(Data pulled from a collection)

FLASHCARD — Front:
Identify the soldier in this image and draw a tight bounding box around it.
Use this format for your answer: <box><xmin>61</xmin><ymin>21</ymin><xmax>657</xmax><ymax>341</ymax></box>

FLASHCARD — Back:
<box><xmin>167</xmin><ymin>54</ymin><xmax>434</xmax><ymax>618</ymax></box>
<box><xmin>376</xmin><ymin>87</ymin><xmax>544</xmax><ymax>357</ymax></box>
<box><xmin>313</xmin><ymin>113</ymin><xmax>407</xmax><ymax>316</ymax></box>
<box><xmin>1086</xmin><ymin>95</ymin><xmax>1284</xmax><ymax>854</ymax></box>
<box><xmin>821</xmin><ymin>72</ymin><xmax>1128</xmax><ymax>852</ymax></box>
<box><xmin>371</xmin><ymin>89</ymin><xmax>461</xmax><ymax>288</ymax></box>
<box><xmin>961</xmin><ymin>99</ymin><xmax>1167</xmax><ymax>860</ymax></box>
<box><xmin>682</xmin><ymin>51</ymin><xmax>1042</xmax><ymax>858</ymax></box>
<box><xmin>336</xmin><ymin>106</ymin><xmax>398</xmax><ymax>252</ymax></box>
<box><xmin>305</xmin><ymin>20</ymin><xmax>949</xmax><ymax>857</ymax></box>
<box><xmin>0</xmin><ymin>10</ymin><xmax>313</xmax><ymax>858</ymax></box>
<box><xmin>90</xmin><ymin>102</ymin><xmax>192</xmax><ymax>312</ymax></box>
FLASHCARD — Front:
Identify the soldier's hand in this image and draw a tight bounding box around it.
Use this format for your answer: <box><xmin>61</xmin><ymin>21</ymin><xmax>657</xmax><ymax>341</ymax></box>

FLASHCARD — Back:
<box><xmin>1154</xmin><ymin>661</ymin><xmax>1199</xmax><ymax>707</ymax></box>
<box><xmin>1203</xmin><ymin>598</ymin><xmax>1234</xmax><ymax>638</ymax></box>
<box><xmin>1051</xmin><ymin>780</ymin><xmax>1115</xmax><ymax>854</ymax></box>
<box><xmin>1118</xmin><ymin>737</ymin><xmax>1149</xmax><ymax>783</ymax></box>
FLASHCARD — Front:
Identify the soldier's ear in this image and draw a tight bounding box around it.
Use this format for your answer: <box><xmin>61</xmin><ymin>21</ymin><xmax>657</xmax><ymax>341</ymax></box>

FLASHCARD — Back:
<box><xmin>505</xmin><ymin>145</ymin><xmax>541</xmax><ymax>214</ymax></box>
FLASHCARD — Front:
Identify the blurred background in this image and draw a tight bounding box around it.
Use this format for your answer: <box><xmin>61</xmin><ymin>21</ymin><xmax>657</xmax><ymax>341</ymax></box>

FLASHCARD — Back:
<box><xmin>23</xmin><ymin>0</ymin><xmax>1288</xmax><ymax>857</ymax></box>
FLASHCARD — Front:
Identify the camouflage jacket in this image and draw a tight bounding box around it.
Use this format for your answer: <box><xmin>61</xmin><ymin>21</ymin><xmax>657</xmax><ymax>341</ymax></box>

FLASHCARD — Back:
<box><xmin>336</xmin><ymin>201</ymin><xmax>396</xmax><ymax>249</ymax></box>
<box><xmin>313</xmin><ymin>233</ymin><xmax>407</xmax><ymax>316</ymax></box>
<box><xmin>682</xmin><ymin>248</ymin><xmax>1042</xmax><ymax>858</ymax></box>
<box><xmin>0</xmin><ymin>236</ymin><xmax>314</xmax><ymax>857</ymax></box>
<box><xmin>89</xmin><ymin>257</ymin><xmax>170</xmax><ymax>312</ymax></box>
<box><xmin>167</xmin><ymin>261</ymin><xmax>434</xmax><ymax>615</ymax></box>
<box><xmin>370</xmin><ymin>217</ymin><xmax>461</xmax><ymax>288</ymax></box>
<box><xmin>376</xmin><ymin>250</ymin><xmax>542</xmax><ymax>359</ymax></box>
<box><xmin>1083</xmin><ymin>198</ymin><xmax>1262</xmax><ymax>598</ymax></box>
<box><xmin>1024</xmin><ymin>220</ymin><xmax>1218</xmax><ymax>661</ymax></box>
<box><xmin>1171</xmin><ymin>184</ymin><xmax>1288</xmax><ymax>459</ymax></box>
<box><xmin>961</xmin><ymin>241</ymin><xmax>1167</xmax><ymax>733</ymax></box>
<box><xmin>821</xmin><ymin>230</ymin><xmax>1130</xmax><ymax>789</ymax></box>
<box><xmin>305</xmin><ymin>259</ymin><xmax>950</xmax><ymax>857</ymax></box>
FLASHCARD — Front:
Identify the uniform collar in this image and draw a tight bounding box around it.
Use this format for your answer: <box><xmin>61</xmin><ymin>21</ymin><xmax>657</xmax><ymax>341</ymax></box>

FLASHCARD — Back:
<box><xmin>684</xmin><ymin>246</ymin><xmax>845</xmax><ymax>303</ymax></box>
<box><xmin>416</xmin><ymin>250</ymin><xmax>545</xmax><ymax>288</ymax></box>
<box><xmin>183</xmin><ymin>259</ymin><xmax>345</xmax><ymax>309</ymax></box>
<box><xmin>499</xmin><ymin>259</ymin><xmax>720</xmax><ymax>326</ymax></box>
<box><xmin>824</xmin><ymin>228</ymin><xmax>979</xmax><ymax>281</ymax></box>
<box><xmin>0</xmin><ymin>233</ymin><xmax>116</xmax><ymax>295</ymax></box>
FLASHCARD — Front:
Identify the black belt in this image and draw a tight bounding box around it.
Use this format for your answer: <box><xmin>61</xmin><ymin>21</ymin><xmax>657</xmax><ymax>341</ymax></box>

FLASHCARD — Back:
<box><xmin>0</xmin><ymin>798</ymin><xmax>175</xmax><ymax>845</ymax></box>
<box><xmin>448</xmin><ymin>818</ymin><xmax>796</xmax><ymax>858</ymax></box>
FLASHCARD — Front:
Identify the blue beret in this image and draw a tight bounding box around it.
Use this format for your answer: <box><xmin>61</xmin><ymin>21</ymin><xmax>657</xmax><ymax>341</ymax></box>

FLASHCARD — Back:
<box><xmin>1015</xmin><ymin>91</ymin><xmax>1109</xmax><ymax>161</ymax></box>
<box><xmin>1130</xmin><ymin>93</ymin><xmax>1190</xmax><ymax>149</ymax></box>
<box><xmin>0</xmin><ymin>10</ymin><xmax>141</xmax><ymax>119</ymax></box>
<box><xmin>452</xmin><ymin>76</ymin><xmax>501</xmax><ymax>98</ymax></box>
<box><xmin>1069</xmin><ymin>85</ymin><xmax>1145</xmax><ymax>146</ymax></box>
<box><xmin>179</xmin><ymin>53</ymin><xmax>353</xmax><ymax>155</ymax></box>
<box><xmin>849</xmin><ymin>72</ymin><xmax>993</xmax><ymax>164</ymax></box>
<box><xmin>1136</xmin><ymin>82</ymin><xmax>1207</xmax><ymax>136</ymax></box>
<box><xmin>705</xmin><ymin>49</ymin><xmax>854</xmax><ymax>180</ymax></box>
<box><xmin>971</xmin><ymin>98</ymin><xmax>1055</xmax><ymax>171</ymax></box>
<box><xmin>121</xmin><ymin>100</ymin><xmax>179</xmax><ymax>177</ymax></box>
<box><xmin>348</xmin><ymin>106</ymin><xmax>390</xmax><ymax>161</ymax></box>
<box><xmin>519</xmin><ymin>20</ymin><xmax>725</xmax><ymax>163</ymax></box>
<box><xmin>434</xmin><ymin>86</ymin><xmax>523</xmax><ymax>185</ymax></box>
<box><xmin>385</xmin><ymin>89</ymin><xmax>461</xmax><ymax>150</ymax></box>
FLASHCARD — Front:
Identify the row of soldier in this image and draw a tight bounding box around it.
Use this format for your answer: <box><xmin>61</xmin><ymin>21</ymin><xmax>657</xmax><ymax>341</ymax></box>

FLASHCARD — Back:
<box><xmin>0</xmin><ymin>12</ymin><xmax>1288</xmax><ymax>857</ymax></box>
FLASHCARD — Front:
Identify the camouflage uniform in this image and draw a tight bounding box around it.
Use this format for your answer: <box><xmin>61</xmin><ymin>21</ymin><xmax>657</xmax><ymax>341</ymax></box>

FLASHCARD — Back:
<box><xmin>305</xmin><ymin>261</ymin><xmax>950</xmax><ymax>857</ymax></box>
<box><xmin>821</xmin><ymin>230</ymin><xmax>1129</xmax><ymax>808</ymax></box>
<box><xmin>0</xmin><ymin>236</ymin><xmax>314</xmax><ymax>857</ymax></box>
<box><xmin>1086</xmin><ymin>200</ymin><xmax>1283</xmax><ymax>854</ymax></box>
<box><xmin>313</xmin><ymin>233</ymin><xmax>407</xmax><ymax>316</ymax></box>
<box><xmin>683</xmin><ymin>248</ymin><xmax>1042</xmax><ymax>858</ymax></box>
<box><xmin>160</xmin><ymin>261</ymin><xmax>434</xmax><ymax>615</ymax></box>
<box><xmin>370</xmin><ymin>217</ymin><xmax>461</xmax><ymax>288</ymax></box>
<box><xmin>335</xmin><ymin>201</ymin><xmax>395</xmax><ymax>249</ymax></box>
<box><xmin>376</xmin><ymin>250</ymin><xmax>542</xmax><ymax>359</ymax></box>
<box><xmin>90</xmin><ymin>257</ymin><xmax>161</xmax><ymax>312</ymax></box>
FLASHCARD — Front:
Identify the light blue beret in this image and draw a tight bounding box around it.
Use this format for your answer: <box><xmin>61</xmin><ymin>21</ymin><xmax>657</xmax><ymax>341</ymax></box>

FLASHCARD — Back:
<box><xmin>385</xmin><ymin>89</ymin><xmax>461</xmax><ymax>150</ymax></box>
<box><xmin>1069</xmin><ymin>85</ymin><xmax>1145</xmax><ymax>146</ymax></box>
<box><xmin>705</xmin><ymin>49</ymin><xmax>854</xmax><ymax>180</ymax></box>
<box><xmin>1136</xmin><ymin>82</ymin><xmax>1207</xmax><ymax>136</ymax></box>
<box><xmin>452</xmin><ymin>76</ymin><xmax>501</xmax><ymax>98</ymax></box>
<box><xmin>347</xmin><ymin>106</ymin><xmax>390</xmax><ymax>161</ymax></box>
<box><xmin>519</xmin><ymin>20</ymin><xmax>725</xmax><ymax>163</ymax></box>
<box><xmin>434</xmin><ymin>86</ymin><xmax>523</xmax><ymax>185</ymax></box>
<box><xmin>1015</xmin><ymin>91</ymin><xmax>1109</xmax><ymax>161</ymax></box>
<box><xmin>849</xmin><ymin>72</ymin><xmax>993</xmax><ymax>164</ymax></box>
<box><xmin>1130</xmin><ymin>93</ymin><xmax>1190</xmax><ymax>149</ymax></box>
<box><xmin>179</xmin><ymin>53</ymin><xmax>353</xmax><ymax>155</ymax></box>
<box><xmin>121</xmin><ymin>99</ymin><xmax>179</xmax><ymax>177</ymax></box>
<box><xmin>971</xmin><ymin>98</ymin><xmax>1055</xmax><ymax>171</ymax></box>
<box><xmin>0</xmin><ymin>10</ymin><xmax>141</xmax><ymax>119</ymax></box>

* **Brief**
Please list every line in the listing above that contains the string "beret", treating uppercase and lowercase as different.

* **Result for this exercise**
Identify the blue beret in this image and draw a tight bounding box around it.
Identify the light blue beret in this image and draw a tight bounding box around it.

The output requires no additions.